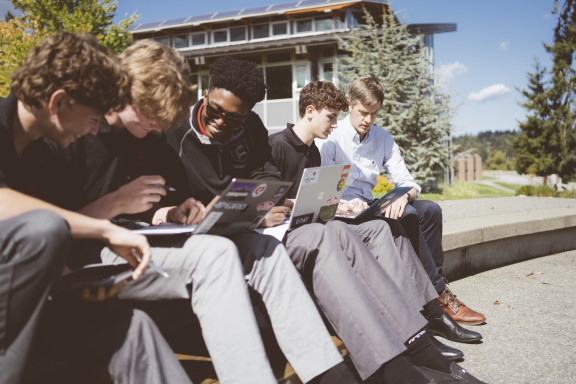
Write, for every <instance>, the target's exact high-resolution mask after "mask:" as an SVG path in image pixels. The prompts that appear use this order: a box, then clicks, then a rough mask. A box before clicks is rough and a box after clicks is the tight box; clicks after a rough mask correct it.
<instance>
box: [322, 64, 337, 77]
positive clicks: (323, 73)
mask: <svg viewBox="0 0 576 384" xmlns="http://www.w3.org/2000/svg"><path fill="white" fill-rule="evenodd" d="M322 80H325V81H332V82H334V63H324V64H322Z"/></svg>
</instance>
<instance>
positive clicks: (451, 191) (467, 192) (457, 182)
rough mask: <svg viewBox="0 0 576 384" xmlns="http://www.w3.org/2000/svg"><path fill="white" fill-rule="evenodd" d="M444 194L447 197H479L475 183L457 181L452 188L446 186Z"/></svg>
mask: <svg viewBox="0 0 576 384" xmlns="http://www.w3.org/2000/svg"><path fill="white" fill-rule="evenodd" d="M442 194H443V195H444V196H445V197H476V196H478V189H477V188H476V185H475V184H473V183H470V182H465V181H455V182H454V184H453V185H452V186H451V187H450V186H444V187H443V191H442Z"/></svg>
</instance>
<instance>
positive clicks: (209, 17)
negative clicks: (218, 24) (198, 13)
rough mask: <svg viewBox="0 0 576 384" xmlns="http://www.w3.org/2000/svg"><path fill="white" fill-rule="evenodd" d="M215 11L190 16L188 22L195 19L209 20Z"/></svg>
mask: <svg viewBox="0 0 576 384" xmlns="http://www.w3.org/2000/svg"><path fill="white" fill-rule="evenodd" d="M212 15H213V13H210V14H207V15H206V14H204V15H196V16H190V17H189V18H188V21H187V22H193V21H201V20H209V19H210V18H211V17H212Z"/></svg>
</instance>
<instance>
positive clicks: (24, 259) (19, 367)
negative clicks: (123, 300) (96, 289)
mask: <svg viewBox="0 0 576 384" xmlns="http://www.w3.org/2000/svg"><path fill="white" fill-rule="evenodd" d="M70 240H71V236H70V231H69V228H68V225H67V223H66V222H65V221H64V219H62V218H61V217H60V216H58V215H57V214H55V213H53V212H50V211H32V212H29V213H26V214H23V215H20V216H16V217H14V218H11V219H8V220H3V221H0V383H10V384H15V383H55V382H57V383H84V382H86V381H85V380H86V379H89V380H90V381H89V382H100V383H102V382H104V383H112V382H113V383H150V384H152V383H190V380H189V379H188V377H187V376H186V374H185V372H184V370H183V369H182V367H181V366H180V363H179V362H178V360H176V358H175V356H174V353H173V352H172V350H171V349H170V347H169V346H168V344H167V343H166V342H165V340H164V339H163V337H162V335H161V334H160V332H159V331H158V329H157V328H156V326H155V325H154V323H153V322H152V320H151V319H150V318H149V317H148V316H147V315H145V314H144V313H143V312H140V311H135V310H132V309H127V308H119V307H116V306H114V305H113V304H110V302H104V303H83V302H80V301H68V300H63V299H58V298H56V299H52V298H50V297H49V294H50V289H51V287H52V284H53V282H54V281H56V280H57V279H58V278H59V276H60V274H61V272H62V269H63V267H64V264H65V262H66V259H67V257H68V255H69V245H70Z"/></svg>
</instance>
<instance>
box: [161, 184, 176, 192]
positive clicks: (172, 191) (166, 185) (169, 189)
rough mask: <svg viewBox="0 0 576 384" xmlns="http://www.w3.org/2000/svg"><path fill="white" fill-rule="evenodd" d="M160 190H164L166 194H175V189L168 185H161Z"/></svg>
mask: <svg viewBox="0 0 576 384" xmlns="http://www.w3.org/2000/svg"><path fill="white" fill-rule="evenodd" d="M162 188H164V189H165V190H166V191H167V192H176V188H174V187H171V186H169V185H163V186H162Z"/></svg>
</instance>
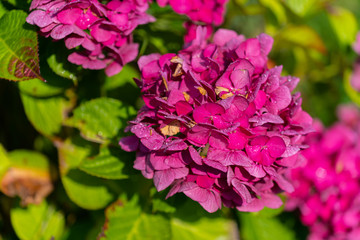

------------------------------------------------------------

WHAT YOU NEED TO DO:
Retype each of the entries above exactly as it appears, with no pictures.

ANSWER BELOW:
Write, for every <instance>, the target's exact high-resolution mask after "mask:" as an SVG path in image pixels. The prompts that appear use this order: a box, then clicks, then a rough mask. A box before clicks is rough and a box after clicks is the tight box; clicks after a rough mask correct it.
<instance>
box: [322, 64, 337, 77]
positive clicks: (323, 73)
mask: <svg viewBox="0 0 576 384" xmlns="http://www.w3.org/2000/svg"><path fill="white" fill-rule="evenodd" d="M322 80H325V81H332V82H334V63H324V64H322Z"/></svg>
</instance>
<instance>
positive clicks: (451, 191) (467, 192) (457, 182)
rough mask: <svg viewBox="0 0 576 384" xmlns="http://www.w3.org/2000/svg"><path fill="white" fill-rule="evenodd" d="M444 194L447 197H479L475 183L457 181L452 188L446 186Z"/></svg>
mask: <svg viewBox="0 0 576 384" xmlns="http://www.w3.org/2000/svg"><path fill="white" fill-rule="evenodd" d="M442 194H443V195H444V196H445V197H476V196H478V189H477V188H476V185H475V184H473V183H470V182H465V181H455V182H454V184H453V185H452V186H451V187H450V186H444V187H443V191H442Z"/></svg>
</instance>
<instance>
positive clicks: (209, 17)
negative clicks: (218, 24) (198, 13)
rough mask: <svg viewBox="0 0 576 384" xmlns="http://www.w3.org/2000/svg"><path fill="white" fill-rule="evenodd" d="M215 11L190 16L188 22L195 19L209 20Z"/></svg>
mask: <svg viewBox="0 0 576 384" xmlns="http://www.w3.org/2000/svg"><path fill="white" fill-rule="evenodd" d="M212 15H213V13H210V14H207V15H206V14H204V15H196V16H190V17H189V18H188V21H187V22H193V21H201V20H209V19H210V18H211V17H212Z"/></svg>
</instance>
<instance>
positive clicks: (24, 259) (19, 367)
negative clicks: (123, 300) (96, 289)
mask: <svg viewBox="0 0 576 384" xmlns="http://www.w3.org/2000/svg"><path fill="white" fill-rule="evenodd" d="M70 240H71V236H70V231H69V228H68V225H67V223H66V222H65V221H64V219H62V218H61V217H60V216H58V215H57V214H55V213H53V212H50V211H32V212H29V213H26V214H23V215H20V216H16V217H14V218H11V219H8V220H3V221H0V383H10V384H15V383H55V382H57V383H84V382H86V381H85V380H86V379H89V380H90V381H89V382H100V383H102V382H104V383H112V382H113V383H150V384H152V383H190V380H189V379H188V377H187V376H186V374H185V372H184V370H183V369H182V367H181V366H180V363H179V362H178V360H176V358H175V356H174V353H173V352H172V350H171V349H170V347H169V346H168V344H167V343H166V342H165V340H164V339H163V337H162V335H161V334H160V332H159V331H158V329H157V328H156V326H155V325H154V323H153V322H152V320H151V319H150V318H149V317H148V316H147V315H145V314H144V313H143V312H140V311H135V310H132V309H127V308H119V307H116V306H114V305H113V304H110V302H104V303H83V302H80V301H68V300H63V299H58V298H56V299H52V298H50V297H49V294H50V289H51V287H52V284H53V282H54V281H56V280H57V279H58V278H59V276H60V274H61V272H62V269H63V267H64V264H65V262H66V259H67V257H68V255H69V245H70Z"/></svg>
</instance>
<instance>
box: [161, 184, 176, 192]
positive clicks: (172, 191) (166, 185) (169, 189)
rough mask: <svg viewBox="0 0 576 384" xmlns="http://www.w3.org/2000/svg"><path fill="white" fill-rule="evenodd" d="M160 190H164L166 194H175V189L168 185H161Z"/></svg>
mask: <svg viewBox="0 0 576 384" xmlns="http://www.w3.org/2000/svg"><path fill="white" fill-rule="evenodd" d="M162 188H164V189H165V190H166V191H167V192H176V188H174V187H171V186H169V185H163V186H162Z"/></svg>
</instance>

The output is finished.